▸ **Instruções da tarefa**:
Altere os registros da linha que contém "Objective — drop a marker on each instance of the asphalt" até a linha que contém "<point>1021,72</point>", trocando "motorcycle" por "motorbike". Apresente somente essas linhas, sem nenhuma outra modificação.

━━ Registros da tarefa ━━

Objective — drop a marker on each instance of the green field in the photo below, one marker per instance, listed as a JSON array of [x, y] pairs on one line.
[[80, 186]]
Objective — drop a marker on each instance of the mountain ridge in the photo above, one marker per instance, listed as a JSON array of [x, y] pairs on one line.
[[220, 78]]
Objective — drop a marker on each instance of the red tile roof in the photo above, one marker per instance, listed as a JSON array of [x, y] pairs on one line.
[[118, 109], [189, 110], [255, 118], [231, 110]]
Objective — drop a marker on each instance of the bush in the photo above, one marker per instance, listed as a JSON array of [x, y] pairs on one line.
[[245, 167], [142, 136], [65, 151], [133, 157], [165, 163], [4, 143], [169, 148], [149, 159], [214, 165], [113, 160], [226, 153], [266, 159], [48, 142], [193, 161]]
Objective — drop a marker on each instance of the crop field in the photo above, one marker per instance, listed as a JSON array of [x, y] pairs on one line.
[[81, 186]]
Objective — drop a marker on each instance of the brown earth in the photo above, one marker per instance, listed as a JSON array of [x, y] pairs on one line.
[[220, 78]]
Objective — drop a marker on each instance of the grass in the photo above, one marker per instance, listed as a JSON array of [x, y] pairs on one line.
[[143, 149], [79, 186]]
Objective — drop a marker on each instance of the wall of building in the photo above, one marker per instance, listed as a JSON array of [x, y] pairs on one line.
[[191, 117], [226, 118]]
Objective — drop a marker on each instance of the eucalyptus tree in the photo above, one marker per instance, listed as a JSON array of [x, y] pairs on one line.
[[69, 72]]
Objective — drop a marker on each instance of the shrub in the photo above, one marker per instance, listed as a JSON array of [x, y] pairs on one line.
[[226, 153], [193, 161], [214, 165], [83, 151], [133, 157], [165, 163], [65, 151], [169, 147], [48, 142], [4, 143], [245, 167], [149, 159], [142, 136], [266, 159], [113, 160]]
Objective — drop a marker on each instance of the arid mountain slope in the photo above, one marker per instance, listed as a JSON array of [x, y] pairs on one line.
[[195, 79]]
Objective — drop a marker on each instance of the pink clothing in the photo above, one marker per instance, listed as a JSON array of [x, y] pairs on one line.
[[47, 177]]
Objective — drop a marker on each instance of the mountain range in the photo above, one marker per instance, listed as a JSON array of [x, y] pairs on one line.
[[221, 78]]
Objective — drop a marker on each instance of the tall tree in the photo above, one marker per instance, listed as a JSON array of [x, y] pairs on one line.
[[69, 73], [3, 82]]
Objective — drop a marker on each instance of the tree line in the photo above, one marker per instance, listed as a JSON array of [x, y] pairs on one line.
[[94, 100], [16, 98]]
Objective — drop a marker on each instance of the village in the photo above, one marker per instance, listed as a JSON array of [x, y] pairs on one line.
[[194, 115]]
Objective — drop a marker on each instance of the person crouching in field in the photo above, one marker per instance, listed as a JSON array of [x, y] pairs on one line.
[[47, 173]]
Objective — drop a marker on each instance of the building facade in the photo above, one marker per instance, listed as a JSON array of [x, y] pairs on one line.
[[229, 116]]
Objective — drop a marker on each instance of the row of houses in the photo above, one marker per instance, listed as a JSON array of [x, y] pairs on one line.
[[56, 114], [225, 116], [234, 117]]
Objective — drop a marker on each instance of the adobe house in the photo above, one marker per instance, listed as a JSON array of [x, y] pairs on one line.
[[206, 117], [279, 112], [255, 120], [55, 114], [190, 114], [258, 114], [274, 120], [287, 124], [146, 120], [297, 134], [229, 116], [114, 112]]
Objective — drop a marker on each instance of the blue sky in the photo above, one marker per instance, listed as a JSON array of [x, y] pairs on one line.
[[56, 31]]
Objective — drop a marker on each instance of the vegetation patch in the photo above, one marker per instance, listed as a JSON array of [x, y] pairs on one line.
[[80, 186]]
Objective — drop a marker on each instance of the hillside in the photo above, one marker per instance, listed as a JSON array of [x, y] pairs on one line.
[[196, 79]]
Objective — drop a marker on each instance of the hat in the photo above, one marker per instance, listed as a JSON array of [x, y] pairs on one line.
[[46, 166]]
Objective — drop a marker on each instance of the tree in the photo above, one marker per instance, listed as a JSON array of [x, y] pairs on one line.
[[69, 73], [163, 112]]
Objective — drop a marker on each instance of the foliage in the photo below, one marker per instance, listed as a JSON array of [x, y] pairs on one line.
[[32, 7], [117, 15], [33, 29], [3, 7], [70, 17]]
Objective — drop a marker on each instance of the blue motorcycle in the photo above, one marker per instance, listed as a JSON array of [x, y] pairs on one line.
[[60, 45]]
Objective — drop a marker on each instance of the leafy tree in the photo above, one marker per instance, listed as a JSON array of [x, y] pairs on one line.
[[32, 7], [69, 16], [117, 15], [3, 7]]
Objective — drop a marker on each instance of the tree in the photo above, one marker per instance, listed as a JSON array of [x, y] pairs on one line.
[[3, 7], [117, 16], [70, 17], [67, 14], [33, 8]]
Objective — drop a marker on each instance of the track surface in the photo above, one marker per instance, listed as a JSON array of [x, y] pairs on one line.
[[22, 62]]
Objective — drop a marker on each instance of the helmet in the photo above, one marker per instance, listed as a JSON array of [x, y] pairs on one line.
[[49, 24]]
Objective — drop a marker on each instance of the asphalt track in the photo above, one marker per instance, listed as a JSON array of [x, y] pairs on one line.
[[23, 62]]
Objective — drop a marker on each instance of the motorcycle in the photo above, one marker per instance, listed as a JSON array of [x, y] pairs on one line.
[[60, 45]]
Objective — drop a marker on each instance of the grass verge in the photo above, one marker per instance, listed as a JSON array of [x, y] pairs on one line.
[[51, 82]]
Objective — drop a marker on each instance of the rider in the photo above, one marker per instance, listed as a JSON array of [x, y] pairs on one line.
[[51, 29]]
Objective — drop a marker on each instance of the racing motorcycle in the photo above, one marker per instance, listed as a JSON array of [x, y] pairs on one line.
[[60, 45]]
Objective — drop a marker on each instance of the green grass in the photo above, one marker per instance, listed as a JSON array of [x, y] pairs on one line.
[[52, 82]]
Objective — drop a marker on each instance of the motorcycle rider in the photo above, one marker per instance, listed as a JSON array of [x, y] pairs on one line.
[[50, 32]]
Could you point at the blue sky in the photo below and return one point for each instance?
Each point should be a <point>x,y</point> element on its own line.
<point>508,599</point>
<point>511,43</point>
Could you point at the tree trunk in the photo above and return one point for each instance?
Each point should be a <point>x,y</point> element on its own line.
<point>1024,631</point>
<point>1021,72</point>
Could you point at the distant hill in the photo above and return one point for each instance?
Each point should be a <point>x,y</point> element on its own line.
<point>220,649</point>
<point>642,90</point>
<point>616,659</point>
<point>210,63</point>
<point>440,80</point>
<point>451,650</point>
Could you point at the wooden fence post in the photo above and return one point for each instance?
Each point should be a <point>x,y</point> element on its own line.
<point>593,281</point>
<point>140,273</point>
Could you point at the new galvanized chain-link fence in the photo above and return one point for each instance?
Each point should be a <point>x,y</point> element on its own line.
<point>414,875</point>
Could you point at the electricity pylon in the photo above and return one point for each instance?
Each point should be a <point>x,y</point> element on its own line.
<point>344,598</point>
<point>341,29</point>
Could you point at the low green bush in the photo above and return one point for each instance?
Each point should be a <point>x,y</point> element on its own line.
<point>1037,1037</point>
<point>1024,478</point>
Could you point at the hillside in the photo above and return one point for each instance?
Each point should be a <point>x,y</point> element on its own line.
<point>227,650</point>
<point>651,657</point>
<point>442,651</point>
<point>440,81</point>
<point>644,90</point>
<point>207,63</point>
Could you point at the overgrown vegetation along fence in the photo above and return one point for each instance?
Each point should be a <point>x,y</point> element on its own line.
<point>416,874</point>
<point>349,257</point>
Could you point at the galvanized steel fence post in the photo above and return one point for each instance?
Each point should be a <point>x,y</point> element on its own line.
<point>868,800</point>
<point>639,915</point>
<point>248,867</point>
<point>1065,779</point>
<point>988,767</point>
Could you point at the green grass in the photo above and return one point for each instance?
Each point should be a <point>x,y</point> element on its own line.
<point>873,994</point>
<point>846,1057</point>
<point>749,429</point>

━━━

▸ **Problema resolvido**:
Objective — drop a marker on each instance of the asphalt track in the photo above, one marker per instance, listed as a JSON array of [x, y] pairs on one line.
[[23, 62]]
Objective — drop a marker on each instance of the motorbike in the photo above, one marker per instance, listed as a JSON array of [x, y] pairs on one line.
[[60, 45]]
Objective — drop a marker on each instance of the grass verge in the photo above, one marker per instance, listed as a JSON array of [x, y] pairs on one line.
[[51, 82]]
Objective — drop a marker on each instance of the rider in the photo above, one marker per instance, listed as a JSON array of [x, y] pairs on one line.
[[51, 29]]
Objective — drop a marker on each instance of the racing motorbike in the photo above, one marker per instance, listed as a JSON array of [x, y] pairs on one line.
[[60, 45]]
Objective — drop a marker on each instance of the green grass in the photo above, one marker per instance, listed as a JSON array of [x, y] pairs on one line.
[[52, 82]]
Objective — drop a marker on each instance of the motorbike rider in the photo above, one marker per instance, listed as a JSON array of [x, y] pairs on one line.
[[50, 32]]
Could you point at the blue sky in the photo below and return one point for each instance?
Each point should be a <point>x,y</point> element on its own line.
<point>508,599</point>
<point>511,43</point>
Could you point at the tree trunk in the photo above and return one point for each instance?
Each point should be a <point>x,y</point> element on its own line.
<point>1024,631</point>
<point>1021,72</point>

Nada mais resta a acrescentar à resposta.